Your instructions:
Starting at the line with "Expected output, for every instance of the grass" in it, reproduce each line below through the last one, exactly, and include nothing else.

Data records:
====

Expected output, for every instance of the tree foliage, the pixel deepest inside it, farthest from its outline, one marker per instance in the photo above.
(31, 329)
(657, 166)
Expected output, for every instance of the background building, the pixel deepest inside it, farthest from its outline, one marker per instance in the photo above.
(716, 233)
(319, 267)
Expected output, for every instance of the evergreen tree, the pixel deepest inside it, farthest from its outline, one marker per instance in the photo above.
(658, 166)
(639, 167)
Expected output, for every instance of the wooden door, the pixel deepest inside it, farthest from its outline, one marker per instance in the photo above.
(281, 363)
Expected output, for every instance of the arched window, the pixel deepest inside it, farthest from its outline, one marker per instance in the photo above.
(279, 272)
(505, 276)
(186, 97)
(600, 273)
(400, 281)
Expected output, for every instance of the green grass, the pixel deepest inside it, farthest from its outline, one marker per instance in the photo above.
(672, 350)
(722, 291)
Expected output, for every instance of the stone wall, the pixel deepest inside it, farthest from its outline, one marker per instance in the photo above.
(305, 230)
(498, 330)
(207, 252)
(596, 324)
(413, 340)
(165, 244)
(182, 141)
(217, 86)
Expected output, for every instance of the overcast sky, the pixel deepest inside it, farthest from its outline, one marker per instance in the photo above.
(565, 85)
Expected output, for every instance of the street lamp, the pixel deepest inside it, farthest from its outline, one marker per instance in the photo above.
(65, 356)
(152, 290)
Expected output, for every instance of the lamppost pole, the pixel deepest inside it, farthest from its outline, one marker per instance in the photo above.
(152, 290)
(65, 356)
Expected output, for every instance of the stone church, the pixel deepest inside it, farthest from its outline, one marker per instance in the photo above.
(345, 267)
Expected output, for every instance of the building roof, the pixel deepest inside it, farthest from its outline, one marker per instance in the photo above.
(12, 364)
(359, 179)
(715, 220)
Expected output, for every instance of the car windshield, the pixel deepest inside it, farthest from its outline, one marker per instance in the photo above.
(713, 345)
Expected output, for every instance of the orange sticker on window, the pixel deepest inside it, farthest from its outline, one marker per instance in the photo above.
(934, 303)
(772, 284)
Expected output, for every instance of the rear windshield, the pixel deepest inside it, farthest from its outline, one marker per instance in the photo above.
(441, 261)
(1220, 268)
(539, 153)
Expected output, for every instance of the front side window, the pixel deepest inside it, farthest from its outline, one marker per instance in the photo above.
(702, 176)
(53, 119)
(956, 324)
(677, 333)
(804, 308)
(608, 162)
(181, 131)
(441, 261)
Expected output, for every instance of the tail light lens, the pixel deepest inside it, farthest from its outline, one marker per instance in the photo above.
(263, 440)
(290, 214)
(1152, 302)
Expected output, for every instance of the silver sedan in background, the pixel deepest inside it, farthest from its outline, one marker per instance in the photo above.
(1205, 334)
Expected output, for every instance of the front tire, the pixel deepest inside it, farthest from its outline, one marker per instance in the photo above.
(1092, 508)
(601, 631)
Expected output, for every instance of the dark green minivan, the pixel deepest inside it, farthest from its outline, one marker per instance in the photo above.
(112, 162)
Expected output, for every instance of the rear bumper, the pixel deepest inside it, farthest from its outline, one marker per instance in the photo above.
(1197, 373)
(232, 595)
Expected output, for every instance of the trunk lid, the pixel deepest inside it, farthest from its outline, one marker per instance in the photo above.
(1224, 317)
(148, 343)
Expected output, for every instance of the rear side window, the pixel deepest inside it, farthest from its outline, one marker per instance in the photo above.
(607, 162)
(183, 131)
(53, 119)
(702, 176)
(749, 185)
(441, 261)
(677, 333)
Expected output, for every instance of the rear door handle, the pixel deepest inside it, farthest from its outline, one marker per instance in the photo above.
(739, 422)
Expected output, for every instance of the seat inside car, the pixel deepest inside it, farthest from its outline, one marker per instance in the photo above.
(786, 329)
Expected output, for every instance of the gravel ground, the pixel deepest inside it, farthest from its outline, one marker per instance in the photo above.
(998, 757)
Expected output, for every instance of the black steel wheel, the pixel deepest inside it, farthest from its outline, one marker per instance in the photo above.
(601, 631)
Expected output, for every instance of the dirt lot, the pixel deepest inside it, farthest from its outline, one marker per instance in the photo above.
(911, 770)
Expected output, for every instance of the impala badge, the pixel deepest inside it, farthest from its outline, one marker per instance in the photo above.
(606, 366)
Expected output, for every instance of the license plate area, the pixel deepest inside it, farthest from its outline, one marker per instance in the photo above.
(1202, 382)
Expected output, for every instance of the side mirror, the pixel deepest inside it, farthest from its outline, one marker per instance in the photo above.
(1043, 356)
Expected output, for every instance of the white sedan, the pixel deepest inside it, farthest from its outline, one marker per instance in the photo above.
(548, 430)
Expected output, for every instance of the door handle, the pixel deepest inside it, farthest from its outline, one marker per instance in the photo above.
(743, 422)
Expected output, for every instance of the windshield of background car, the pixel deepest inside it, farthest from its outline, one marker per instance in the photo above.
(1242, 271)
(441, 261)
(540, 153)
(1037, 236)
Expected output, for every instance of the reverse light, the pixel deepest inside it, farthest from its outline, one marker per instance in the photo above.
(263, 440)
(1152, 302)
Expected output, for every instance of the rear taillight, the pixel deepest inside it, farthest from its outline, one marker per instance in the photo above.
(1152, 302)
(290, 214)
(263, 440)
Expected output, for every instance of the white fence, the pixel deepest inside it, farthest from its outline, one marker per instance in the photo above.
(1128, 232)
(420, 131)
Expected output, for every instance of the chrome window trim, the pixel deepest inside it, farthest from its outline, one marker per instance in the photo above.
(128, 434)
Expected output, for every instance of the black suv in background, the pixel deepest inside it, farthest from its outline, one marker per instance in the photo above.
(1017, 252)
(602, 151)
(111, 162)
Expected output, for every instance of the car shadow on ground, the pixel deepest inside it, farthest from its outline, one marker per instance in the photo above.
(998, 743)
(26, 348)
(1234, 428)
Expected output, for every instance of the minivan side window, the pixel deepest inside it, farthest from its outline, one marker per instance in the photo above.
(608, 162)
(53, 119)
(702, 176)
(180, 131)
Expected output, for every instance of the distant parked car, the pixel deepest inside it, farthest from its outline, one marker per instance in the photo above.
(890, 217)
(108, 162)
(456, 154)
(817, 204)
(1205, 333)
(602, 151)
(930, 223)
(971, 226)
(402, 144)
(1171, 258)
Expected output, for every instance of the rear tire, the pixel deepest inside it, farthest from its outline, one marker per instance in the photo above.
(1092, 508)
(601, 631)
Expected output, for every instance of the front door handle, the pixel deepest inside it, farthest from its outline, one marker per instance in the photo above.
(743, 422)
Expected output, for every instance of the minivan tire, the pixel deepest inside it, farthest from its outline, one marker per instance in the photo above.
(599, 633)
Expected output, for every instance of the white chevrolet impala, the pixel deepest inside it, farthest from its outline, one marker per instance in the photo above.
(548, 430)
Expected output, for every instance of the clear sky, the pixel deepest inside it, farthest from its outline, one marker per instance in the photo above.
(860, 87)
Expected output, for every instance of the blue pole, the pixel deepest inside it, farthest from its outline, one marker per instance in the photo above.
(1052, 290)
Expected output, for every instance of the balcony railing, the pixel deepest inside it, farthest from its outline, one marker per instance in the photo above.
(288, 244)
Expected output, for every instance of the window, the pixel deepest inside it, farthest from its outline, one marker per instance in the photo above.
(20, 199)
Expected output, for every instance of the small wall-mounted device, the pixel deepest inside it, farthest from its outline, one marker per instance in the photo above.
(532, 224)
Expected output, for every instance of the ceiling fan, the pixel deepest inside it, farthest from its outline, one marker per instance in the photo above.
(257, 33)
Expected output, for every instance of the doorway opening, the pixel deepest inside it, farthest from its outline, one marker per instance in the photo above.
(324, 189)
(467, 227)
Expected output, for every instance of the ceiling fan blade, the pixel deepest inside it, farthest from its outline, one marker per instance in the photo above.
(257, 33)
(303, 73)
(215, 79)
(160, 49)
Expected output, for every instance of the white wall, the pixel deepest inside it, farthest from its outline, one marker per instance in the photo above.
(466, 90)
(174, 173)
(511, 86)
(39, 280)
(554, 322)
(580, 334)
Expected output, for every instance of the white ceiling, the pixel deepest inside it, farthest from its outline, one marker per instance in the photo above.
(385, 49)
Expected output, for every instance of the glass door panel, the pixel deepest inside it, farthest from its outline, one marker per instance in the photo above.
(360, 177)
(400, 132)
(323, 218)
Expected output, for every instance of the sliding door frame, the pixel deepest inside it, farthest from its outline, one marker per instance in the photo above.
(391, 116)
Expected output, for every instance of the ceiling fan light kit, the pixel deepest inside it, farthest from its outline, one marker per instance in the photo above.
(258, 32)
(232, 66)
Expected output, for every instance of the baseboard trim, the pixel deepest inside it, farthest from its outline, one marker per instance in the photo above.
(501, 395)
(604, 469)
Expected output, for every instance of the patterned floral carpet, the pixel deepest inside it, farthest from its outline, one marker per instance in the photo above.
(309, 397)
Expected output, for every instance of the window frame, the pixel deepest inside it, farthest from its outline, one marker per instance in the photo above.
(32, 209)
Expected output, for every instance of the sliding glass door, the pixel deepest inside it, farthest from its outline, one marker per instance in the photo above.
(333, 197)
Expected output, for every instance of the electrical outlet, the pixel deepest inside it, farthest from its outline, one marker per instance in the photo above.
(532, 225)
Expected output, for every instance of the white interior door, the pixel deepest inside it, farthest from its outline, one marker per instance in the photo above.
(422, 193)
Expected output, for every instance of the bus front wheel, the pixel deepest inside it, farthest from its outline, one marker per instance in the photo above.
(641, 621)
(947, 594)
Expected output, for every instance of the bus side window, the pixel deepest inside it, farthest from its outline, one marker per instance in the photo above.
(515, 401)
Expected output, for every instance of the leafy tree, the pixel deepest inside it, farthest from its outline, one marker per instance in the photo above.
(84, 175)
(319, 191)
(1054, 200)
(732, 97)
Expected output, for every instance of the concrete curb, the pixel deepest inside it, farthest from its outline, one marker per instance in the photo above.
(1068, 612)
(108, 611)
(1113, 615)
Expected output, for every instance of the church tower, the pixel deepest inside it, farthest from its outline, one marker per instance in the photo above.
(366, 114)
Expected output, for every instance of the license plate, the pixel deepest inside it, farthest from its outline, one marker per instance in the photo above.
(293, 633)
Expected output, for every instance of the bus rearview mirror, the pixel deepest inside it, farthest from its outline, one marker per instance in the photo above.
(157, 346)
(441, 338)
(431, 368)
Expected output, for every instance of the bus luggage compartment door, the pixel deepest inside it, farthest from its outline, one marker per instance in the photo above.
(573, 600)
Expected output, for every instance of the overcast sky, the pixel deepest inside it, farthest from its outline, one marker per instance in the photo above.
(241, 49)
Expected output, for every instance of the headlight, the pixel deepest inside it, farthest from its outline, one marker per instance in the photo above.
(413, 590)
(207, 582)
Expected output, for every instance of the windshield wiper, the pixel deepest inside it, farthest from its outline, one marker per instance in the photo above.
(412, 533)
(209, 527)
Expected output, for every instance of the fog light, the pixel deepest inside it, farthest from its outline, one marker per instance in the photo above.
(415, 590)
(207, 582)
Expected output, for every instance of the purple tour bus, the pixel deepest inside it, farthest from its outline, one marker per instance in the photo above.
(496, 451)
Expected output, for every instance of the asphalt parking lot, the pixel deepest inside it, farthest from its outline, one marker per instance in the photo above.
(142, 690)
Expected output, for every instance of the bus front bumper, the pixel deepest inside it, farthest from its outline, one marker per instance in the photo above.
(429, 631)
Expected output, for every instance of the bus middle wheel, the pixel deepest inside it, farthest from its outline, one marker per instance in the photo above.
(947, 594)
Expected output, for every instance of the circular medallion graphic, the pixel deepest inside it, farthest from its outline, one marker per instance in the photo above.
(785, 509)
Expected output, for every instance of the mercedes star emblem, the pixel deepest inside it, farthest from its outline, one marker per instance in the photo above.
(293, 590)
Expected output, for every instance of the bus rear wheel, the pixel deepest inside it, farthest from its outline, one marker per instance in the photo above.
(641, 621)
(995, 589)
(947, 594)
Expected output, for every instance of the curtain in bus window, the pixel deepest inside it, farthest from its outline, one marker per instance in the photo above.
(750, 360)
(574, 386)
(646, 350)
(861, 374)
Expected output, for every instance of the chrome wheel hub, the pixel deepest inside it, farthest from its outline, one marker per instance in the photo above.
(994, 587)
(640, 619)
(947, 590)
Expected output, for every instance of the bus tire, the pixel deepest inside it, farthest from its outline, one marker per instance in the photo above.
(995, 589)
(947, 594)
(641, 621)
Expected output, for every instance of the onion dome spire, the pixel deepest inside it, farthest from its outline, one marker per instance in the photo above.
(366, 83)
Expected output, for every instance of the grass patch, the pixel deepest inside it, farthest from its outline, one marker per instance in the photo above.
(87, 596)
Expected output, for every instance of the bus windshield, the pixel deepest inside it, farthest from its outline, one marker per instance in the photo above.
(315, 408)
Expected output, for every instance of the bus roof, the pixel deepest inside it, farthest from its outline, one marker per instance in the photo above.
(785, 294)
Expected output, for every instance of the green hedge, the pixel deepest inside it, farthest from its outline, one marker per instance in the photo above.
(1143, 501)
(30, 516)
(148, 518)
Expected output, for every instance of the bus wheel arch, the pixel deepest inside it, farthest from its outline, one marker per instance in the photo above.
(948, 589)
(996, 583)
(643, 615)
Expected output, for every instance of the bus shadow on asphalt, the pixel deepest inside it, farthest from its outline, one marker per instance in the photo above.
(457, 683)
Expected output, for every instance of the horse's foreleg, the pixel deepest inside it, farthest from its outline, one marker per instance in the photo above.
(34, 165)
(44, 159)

====

Finished task:
Expected output, for every instance of the grass patch, the pixel deepest inside it, farthest from its outline, one marker per instance in the photo above.
(87, 596)
Expected output, for every instance of the bus windshield, the pixel deepest inside it, farthest from its outline, one marker per instance in the photo above.
(315, 408)
Expected output, for every instance of the bus roof, the pixel deepest inside it, farthest from its outline, one marker per instance in the photo above.
(785, 294)
Expected output, for every instance of the green hedge, the pixel deepest inside it, farthest from its outline, one marker per instance in the photo above.
(1143, 501)
(30, 516)
(148, 518)
Expected output, for every instance of the bus wheel arch, the pixel deepest inside it, farthest from its outline, one marker per instance in the photo above.
(948, 589)
(996, 583)
(643, 615)
Expected output, for every instance of the bus shadow on asphalt, the pixel deepest inside it, farthest from its outline, one marker per instance in the photo above.
(457, 683)
Expected output, for every instance of the horse's foreleg, the pixel deepest inside it, farthest from its outline, one marker per instance in the photo above.
(34, 165)
(44, 159)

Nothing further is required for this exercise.